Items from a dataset
******************************

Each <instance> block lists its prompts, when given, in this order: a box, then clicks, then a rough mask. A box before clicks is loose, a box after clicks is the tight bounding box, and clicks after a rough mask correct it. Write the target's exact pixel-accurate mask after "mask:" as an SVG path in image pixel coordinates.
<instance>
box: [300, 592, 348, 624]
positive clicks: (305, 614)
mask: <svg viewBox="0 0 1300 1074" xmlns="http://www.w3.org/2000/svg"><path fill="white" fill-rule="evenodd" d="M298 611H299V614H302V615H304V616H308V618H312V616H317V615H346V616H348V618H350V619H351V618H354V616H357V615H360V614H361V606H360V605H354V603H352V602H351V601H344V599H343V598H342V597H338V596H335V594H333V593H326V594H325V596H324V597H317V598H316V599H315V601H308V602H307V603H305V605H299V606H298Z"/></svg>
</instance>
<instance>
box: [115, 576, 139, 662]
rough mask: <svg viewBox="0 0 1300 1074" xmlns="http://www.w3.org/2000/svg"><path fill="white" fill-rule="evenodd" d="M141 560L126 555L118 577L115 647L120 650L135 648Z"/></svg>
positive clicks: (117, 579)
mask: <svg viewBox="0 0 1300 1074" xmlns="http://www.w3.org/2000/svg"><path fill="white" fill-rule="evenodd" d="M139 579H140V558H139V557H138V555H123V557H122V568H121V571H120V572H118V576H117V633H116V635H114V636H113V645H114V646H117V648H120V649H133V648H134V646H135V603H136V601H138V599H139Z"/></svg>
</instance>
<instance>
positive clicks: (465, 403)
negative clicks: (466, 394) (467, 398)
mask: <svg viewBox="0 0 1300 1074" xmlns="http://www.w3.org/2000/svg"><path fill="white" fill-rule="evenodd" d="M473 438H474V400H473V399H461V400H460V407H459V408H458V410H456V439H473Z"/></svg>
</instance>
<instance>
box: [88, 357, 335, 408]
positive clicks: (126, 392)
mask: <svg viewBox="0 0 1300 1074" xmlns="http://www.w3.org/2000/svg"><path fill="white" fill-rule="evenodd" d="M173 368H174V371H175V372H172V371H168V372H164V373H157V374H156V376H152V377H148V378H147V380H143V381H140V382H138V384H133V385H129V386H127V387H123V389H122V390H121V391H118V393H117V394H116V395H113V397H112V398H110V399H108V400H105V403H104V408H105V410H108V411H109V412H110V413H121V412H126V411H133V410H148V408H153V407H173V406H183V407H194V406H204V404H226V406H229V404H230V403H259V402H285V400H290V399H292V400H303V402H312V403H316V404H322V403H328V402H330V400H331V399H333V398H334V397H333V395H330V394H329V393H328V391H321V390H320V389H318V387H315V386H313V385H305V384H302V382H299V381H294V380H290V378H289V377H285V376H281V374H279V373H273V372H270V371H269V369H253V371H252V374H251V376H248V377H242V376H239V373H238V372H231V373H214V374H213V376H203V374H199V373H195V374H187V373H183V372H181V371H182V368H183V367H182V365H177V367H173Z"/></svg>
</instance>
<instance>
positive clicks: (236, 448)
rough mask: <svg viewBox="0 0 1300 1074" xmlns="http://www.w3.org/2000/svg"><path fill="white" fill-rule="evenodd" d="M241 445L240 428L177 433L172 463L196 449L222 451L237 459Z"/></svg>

******************************

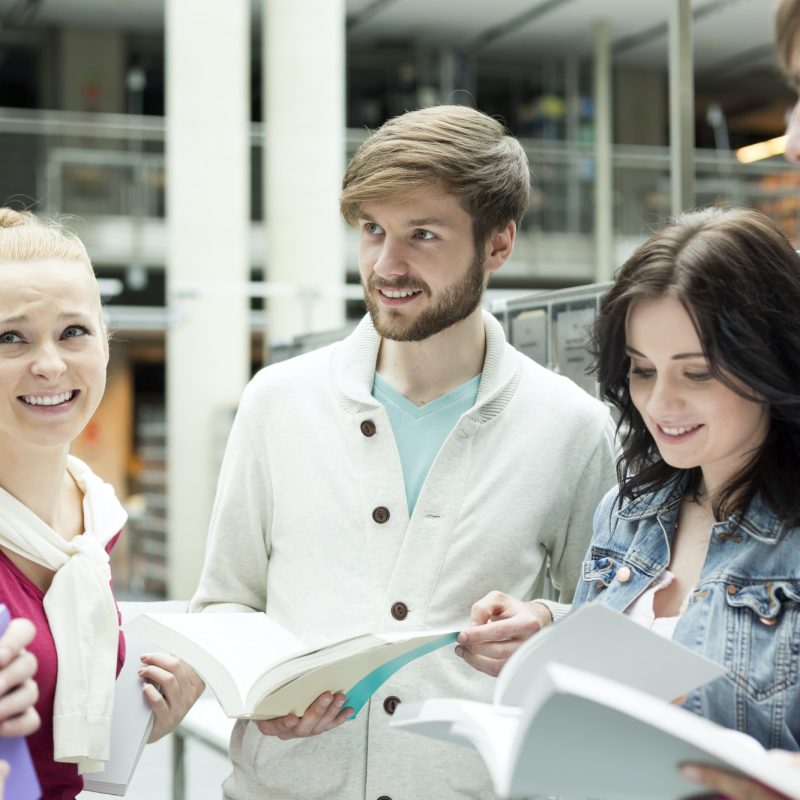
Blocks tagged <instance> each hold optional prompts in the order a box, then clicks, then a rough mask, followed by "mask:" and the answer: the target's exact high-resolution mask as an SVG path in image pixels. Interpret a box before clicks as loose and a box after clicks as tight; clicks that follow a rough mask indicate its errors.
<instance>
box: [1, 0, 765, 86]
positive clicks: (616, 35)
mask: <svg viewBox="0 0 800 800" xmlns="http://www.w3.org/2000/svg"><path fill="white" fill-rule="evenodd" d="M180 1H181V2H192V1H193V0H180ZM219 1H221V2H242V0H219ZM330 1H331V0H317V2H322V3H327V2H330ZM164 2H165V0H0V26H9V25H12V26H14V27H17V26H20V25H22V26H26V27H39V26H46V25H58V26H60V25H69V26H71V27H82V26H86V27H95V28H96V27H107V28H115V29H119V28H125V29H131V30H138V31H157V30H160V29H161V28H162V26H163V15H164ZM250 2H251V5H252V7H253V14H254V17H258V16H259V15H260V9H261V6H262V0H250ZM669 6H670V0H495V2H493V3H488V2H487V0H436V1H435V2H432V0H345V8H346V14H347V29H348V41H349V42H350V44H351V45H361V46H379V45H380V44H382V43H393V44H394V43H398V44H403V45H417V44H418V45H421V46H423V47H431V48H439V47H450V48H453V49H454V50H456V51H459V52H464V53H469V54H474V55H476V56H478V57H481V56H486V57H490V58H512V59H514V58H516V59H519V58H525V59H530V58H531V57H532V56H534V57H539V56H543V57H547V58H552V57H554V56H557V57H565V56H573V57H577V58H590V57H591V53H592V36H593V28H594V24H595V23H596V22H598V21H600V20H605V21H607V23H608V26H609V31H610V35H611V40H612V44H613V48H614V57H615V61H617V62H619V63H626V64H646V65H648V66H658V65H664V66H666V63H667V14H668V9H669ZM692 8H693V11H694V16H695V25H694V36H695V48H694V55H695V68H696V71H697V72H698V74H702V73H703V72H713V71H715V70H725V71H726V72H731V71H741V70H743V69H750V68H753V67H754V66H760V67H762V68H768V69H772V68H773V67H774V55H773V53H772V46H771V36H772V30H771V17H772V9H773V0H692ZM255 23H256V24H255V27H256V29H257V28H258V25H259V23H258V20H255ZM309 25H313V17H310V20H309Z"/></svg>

******************************

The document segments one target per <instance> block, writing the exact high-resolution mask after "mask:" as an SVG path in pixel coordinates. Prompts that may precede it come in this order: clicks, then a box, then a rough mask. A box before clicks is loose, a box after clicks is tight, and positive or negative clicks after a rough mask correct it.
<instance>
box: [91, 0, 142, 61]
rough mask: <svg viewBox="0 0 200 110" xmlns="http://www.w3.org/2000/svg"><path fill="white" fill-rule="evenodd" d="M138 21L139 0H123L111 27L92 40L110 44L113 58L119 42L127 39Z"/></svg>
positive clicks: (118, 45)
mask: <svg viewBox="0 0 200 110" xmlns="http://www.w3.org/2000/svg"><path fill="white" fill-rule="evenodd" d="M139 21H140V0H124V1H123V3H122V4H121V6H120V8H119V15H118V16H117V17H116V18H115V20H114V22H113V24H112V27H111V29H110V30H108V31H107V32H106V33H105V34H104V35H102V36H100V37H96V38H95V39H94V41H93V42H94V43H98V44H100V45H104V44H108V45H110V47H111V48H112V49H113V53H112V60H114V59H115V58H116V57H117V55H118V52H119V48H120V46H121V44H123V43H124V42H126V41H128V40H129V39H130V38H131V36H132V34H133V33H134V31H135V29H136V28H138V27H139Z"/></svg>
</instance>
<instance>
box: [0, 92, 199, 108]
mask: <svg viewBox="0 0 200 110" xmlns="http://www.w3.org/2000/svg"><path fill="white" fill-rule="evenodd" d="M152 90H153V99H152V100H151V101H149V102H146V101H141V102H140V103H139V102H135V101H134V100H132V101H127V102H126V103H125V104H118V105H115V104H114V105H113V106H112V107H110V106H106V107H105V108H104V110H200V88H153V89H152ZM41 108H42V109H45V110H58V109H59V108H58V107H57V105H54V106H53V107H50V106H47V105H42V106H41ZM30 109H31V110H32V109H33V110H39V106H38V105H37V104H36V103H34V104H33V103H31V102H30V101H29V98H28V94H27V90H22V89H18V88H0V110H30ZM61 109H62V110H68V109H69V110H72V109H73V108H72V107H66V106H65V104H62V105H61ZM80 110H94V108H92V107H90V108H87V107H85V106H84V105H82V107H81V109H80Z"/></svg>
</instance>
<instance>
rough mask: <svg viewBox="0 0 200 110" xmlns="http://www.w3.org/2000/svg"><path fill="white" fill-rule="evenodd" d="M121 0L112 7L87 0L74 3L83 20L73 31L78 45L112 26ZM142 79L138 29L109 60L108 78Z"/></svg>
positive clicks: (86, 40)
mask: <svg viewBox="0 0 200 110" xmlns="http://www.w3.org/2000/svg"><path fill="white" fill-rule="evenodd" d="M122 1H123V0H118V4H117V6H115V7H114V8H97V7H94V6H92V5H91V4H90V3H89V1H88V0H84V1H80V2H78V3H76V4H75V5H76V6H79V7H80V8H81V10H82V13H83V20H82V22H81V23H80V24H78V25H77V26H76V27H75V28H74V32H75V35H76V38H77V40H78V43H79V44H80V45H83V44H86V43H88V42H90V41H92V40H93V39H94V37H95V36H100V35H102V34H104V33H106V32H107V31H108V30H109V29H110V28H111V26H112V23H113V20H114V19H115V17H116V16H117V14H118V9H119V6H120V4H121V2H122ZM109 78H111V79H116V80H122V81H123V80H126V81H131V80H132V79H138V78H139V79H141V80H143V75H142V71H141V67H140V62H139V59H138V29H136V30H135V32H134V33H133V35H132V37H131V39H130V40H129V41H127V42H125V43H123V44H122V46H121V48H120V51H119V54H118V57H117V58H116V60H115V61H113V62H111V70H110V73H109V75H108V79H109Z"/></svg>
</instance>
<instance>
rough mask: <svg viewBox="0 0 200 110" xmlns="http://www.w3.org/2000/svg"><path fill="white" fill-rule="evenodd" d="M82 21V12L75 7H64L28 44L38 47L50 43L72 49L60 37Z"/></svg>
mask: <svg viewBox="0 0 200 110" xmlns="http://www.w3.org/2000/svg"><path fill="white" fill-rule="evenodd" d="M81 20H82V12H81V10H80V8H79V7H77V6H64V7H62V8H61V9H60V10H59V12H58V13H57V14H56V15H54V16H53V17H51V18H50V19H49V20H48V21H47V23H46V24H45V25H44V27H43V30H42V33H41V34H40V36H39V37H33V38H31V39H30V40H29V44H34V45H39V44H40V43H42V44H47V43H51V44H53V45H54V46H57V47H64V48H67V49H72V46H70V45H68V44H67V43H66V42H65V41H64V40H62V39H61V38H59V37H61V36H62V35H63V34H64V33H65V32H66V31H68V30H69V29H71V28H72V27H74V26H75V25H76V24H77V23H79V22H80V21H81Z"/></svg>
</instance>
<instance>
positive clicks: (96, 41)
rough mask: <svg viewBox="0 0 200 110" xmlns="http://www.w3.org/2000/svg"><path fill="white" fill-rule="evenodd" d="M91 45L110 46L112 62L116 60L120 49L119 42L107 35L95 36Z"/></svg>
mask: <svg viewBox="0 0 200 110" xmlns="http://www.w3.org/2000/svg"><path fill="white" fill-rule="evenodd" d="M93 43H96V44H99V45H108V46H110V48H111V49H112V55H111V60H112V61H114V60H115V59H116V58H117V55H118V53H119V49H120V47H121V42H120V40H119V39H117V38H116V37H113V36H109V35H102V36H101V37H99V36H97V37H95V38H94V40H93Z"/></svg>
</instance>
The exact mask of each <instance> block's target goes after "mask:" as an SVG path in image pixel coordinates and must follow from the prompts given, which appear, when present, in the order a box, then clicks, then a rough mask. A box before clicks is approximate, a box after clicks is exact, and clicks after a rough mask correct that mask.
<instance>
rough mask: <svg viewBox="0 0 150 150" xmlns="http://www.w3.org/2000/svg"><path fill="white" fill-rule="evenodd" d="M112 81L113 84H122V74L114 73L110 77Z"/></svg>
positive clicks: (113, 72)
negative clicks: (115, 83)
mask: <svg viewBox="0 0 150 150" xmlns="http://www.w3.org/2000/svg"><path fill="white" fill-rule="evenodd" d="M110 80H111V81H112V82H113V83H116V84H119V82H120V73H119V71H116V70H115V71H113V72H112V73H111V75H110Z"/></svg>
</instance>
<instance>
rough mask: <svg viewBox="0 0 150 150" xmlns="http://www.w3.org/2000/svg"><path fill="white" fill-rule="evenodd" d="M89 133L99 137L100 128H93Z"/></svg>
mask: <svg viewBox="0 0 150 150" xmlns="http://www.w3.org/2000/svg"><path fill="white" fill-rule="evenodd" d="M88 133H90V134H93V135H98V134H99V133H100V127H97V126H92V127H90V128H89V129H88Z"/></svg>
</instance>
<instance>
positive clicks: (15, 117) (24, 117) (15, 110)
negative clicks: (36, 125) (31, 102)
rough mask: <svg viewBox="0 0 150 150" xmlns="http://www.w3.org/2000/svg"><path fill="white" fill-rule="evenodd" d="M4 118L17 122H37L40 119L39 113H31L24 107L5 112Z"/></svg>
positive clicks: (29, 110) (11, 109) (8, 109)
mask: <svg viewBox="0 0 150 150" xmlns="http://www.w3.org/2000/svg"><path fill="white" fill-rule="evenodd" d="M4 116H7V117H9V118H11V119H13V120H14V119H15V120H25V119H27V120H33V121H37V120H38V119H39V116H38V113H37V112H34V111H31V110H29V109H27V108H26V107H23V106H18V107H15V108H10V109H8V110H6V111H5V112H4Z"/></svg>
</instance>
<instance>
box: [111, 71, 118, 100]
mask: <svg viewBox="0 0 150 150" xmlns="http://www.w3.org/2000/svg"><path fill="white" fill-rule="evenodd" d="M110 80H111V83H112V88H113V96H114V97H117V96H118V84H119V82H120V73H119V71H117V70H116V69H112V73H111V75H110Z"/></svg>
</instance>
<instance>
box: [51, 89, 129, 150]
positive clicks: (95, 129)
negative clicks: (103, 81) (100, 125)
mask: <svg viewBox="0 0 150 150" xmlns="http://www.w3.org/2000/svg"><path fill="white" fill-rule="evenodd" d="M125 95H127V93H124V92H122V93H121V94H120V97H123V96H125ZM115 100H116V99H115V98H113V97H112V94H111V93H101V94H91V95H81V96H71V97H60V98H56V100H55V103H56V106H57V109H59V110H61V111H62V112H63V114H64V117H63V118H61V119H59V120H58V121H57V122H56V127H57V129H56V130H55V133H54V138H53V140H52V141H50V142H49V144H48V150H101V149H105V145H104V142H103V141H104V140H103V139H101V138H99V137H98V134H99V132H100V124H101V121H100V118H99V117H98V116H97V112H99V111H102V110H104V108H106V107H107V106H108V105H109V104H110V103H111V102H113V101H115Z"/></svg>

******************************

WORK REQUEST:
How many lines in the records above contain the word "negative"? Matches must have the same case, and the reply should be only the number.

TASK OUTPUT:
5